--- Start Exercise material ---

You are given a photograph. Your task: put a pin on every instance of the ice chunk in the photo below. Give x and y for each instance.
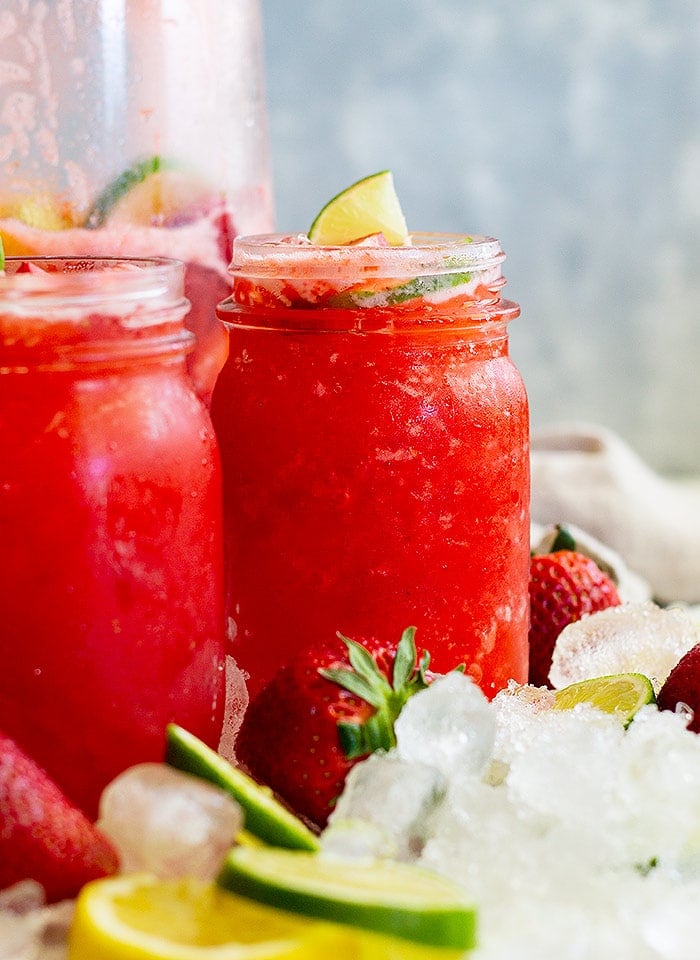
(395, 797)
(29, 930)
(168, 822)
(20, 907)
(235, 707)
(633, 637)
(671, 925)
(451, 726)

--- End Exercise material ---

▸ Task brief
Render every line of the listing above as a JSON list of strings, one string per line, skipping blank lines and leaving out the picture.

▸ Answer to this problem
[
  "You are given a photograph. Your task: put a pin on every instance of the ice chunk in the photo below. Give x and y for each instance.",
  "(395, 797)",
  "(29, 930)",
  "(168, 822)",
  "(20, 907)",
  "(235, 707)",
  "(633, 637)",
  "(671, 925)",
  "(451, 726)"
]